    I think collateral convicts is a very apt description and should be addressed as part of a re think on children’s rights and how better to manage their participation including making the child play a part in the rehabilitation going forward.

    It would be great too see you back in the political process , perhaps in a new party of the left that can fight this neo liberal stranglehold and address issues like collateral convicts and economic victims who are suffering under ” market ” policies.

  4. very good to read this Liz. It is hopeful and positive when things can look pretty bleak. The harsh impact on the children of incarceration of their loved parents is largely invisible. Any thing that can ease this is a bright light- thankyou

  5. Love the blog and Easter is always a great time to connect with the children visiting their parent. Of course this cause is very dear to my heart. It is such a pleasure working with you on changing the landscape for New Zealand’s most vulnerable children. Blessings from me.

Rows excerpted from a collection
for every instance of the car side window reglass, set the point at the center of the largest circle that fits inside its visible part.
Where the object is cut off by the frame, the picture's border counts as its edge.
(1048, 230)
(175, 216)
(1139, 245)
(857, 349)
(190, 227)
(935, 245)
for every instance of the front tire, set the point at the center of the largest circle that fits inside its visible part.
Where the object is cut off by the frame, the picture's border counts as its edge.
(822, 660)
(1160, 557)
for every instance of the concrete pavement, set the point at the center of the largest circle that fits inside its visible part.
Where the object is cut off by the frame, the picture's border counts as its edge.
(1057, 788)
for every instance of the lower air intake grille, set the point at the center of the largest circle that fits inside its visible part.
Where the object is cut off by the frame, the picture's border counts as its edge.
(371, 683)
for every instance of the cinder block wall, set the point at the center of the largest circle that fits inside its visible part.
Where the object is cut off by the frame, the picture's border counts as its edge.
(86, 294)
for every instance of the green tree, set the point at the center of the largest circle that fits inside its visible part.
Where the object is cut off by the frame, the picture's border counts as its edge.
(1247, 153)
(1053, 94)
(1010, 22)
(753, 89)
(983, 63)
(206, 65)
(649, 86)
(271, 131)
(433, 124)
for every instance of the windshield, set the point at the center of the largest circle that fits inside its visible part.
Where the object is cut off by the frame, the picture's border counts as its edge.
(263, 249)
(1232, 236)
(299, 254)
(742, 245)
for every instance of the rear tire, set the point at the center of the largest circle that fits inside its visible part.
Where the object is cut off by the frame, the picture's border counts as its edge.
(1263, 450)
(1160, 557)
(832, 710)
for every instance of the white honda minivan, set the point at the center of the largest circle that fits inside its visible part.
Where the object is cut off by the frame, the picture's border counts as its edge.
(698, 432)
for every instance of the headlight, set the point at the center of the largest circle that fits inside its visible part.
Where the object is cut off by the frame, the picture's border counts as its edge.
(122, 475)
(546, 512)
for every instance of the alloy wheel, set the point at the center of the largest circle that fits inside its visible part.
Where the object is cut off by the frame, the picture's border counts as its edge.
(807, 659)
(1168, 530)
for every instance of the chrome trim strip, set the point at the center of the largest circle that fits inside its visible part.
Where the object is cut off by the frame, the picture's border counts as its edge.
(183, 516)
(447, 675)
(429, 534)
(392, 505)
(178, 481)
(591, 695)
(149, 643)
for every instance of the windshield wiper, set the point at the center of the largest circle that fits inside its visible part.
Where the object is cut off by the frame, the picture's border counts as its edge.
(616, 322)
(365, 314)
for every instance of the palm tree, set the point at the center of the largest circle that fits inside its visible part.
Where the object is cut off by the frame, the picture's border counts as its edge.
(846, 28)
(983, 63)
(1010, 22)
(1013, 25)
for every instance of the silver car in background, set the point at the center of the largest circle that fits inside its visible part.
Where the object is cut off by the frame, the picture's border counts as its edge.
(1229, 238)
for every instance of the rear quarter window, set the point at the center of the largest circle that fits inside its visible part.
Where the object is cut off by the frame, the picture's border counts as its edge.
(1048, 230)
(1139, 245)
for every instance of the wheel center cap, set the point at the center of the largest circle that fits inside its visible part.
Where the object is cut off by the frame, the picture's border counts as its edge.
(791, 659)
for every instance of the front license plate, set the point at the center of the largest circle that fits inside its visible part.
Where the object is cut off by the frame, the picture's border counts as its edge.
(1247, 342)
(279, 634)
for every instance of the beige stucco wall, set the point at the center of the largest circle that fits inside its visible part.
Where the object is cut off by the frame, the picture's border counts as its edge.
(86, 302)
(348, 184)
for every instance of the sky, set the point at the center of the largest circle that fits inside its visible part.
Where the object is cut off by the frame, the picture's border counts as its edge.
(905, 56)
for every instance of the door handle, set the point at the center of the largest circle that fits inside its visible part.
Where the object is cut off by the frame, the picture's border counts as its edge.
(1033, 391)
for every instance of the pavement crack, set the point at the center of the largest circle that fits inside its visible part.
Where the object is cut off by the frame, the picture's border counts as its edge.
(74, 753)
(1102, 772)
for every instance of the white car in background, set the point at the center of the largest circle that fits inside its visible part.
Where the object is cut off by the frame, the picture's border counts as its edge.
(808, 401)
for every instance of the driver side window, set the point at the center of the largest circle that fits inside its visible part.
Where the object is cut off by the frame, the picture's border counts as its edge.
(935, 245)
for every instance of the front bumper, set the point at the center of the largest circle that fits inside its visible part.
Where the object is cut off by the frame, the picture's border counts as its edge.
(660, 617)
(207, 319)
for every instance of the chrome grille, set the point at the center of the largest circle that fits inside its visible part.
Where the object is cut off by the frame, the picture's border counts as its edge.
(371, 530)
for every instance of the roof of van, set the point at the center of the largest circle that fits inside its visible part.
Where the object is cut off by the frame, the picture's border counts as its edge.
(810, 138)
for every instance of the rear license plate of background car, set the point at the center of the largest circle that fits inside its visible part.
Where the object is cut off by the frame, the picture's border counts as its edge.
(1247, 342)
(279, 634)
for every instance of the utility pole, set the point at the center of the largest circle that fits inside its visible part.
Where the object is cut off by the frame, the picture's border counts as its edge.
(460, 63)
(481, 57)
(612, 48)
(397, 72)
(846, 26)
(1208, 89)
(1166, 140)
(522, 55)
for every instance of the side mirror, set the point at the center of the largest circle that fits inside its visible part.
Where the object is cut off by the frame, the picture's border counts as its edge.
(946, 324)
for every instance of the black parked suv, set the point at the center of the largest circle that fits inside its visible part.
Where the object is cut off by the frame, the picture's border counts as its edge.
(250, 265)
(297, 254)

### TASKS TO PERFORM
[A] In the blog comments on children of imprisoned parents, what term does one commenter call "a very apt description"?
[B] Continue the blog comments on children of imprisoned parents from the point where they end.

### TASK-BY-TASK RESULTS
[A] Collateral convicts.

[B]
  6. Hi Liz,

    Hats off to you for this important work and being a part of the answer. Together, we can build upon this endeavor. Keep doing what you do. I hope to see you at the conference this year.

  7. And some kids have to work during their holidays, as their small business operating lawn-mowing contractor father, acting illegally, wants his son to help him get his work made easier:
    https://nzsocialjusticeblog2013.wordpress.com/2018/03/13/child-labour-in-new-zealand-not-only-a-thing-of-the-past-although-not-widespread-alive-and-well-in-nz-in-2018-special-post/

    He should face a stiff fine, and warning, but nothing has happened as it seems, perhaps because being a poor immigrant he gets special treatment in a tolerant way.

    Perhaps he should spend a short stint in prison, for exploiting his child? Then his son can visit him with Easter eggs.

    • I really disagree with your comment. I have read the article and followups and seen the pics. Chinese cultures encourages kids from a young age to be involved in family chores and responsibilities. Something we are pretty hopeless at in the main. The children at a place not far from me that had a market garden all worked in that market garden and the old grandma at 80 did also.

      I get a little tired of hearing kids say ‘why should I have to do the dishes…. ‘ very tedious, my own 6 kids did not say that it was a given that we all did this job together.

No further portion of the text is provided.